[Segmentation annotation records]
**********

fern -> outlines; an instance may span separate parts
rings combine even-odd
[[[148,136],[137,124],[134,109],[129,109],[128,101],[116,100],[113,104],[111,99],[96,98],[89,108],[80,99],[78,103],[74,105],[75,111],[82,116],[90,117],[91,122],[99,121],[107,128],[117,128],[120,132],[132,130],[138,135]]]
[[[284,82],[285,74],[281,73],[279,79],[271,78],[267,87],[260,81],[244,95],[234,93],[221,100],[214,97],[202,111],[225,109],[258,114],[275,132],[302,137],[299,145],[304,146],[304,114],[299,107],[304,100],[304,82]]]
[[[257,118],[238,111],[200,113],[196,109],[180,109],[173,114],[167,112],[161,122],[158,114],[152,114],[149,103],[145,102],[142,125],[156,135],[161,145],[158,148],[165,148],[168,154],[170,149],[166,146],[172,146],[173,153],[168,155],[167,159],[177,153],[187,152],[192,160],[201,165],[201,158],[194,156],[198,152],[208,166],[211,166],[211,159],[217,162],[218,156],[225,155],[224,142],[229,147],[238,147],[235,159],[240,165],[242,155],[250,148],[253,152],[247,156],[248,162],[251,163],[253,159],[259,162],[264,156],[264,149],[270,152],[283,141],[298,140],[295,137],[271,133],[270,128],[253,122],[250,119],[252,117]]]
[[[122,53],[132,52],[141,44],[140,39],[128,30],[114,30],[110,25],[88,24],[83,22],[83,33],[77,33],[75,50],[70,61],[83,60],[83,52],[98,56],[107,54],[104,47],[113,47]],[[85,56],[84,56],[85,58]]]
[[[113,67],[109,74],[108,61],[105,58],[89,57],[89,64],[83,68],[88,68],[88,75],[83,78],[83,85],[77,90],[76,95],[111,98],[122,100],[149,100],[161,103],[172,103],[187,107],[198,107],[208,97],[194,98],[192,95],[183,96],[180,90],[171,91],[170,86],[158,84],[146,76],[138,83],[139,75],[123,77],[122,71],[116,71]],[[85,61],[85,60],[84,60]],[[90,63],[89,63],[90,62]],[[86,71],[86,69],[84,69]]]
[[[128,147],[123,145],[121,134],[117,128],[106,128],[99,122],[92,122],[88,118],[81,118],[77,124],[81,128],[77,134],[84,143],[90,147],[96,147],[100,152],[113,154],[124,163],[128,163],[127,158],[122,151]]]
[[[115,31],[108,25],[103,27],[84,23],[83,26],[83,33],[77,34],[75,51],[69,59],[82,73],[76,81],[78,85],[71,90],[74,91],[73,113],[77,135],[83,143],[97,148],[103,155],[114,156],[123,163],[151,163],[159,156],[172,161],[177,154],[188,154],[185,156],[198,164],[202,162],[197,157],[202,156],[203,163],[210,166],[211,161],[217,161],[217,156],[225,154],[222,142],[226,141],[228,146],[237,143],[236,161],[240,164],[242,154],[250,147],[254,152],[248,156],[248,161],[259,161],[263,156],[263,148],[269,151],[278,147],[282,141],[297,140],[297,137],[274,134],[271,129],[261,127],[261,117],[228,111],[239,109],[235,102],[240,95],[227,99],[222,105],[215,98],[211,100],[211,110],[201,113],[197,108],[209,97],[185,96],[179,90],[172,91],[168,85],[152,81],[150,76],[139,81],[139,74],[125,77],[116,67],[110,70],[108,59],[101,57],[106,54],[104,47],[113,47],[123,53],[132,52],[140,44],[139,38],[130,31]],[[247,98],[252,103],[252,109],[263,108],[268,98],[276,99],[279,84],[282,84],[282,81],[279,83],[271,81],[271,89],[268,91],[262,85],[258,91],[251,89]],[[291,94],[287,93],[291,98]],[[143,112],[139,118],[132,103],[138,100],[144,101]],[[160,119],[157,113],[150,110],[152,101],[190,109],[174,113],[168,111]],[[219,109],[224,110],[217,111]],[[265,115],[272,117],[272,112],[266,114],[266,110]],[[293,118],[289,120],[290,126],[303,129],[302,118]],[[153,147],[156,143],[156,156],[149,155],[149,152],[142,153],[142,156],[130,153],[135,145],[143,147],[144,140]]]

**********

◆ **Exercise directions**:
Every entry should be printed again exactly as it stands.

◆ **Answer to this exercise**:
fern -> outlines; an instance may span separate parts
rings combine even-odd
[[[148,136],[137,124],[134,109],[129,109],[128,101],[116,100],[113,104],[111,99],[96,98],[89,108],[80,99],[78,103],[74,105],[75,111],[82,116],[90,117],[91,122],[99,121],[107,128],[117,128],[120,132],[132,130],[138,135]]]
[[[284,82],[285,74],[281,73],[279,79],[271,78],[267,87],[260,81],[244,95],[234,93],[221,100],[214,97],[202,111],[225,109],[258,114],[275,132],[302,137],[299,145],[304,146],[304,114],[299,107],[304,100],[304,82]]]
[[[257,118],[238,111],[200,113],[196,109],[180,109],[173,114],[167,112],[161,122],[158,114],[152,114],[149,103],[145,102],[142,125],[156,135],[161,145],[158,148],[165,148],[168,154],[170,149],[166,146],[172,146],[173,153],[168,155],[167,159],[177,153],[187,152],[192,160],[201,165],[201,158],[194,156],[198,152],[208,166],[211,166],[211,159],[217,162],[218,156],[225,155],[224,142],[229,147],[238,147],[235,159],[240,165],[242,155],[250,148],[253,152],[247,156],[248,162],[251,163],[253,159],[259,162],[264,156],[264,149],[270,152],[283,141],[298,140],[295,137],[271,133],[270,128],[253,122],[250,119],[252,117]]]
[[[122,53],[132,52],[141,44],[140,39],[128,30],[114,30],[110,25],[88,24],[83,22],[83,33],[77,33],[75,50],[70,61],[83,60],[83,52],[98,56],[107,54],[104,47],[113,47]],[[85,56],[84,56],[85,58]]]
[[[113,67],[109,74],[108,61],[105,58],[89,57],[89,64],[83,68],[88,68],[88,75],[83,78],[83,85],[77,90],[76,95],[111,98],[122,100],[149,100],[161,103],[172,103],[187,107],[198,107],[208,97],[194,98],[192,95],[183,96],[180,90],[171,91],[170,86],[158,84],[146,76],[138,83],[139,75],[123,77],[122,71],[116,71]],[[85,61],[85,60],[84,60]],[[90,63],[89,63],[90,62]],[[86,71],[86,69],[84,69]]]
[[[128,147],[123,145],[121,134],[117,128],[106,128],[99,122],[92,122],[88,118],[81,118],[77,124],[81,128],[77,134],[84,143],[90,147],[96,147],[100,152],[113,154],[124,163],[128,163],[127,158],[122,151]]]
[[[115,31],[108,25],[103,27],[84,23],[83,26],[83,33],[77,34],[75,51],[69,59],[82,73],[76,81],[78,85],[71,90],[74,91],[73,113],[77,135],[83,143],[97,148],[103,155],[114,156],[123,163],[151,163],[159,156],[172,161],[177,154],[188,154],[185,156],[198,164],[202,162],[197,157],[202,156],[203,163],[210,166],[211,161],[217,161],[217,156],[225,154],[222,142],[226,141],[228,146],[237,143],[236,161],[240,164],[242,154],[250,147],[254,152],[248,156],[248,161],[259,161],[263,156],[263,148],[269,151],[278,147],[282,141],[297,140],[297,137],[274,134],[271,129],[261,127],[261,117],[228,111],[239,109],[235,102],[240,95],[227,99],[222,105],[215,98],[211,100],[211,110],[201,113],[197,108],[209,97],[185,96],[179,90],[172,91],[168,85],[152,81],[150,76],[139,81],[139,74],[125,77],[116,67],[110,70],[108,59],[101,57],[106,54],[104,47],[113,47],[123,53],[132,52],[140,44],[139,38],[130,31]],[[247,98],[252,103],[252,109],[263,108],[268,98],[276,99],[279,84],[282,84],[282,81],[279,83],[271,81],[271,89],[268,91],[262,85],[258,91],[251,89]],[[291,94],[287,93],[291,98]],[[143,112],[139,118],[132,103],[138,100],[144,101]],[[160,119],[157,113],[150,110],[152,101],[190,109],[174,113],[168,111]],[[219,109],[224,110],[217,111]],[[265,115],[272,117],[272,112],[266,114],[266,110]],[[293,118],[289,120],[290,126],[303,129],[302,118]],[[153,147],[156,143],[156,156],[149,155],[149,152],[142,153],[142,156],[130,153],[135,145],[143,147],[144,140]]]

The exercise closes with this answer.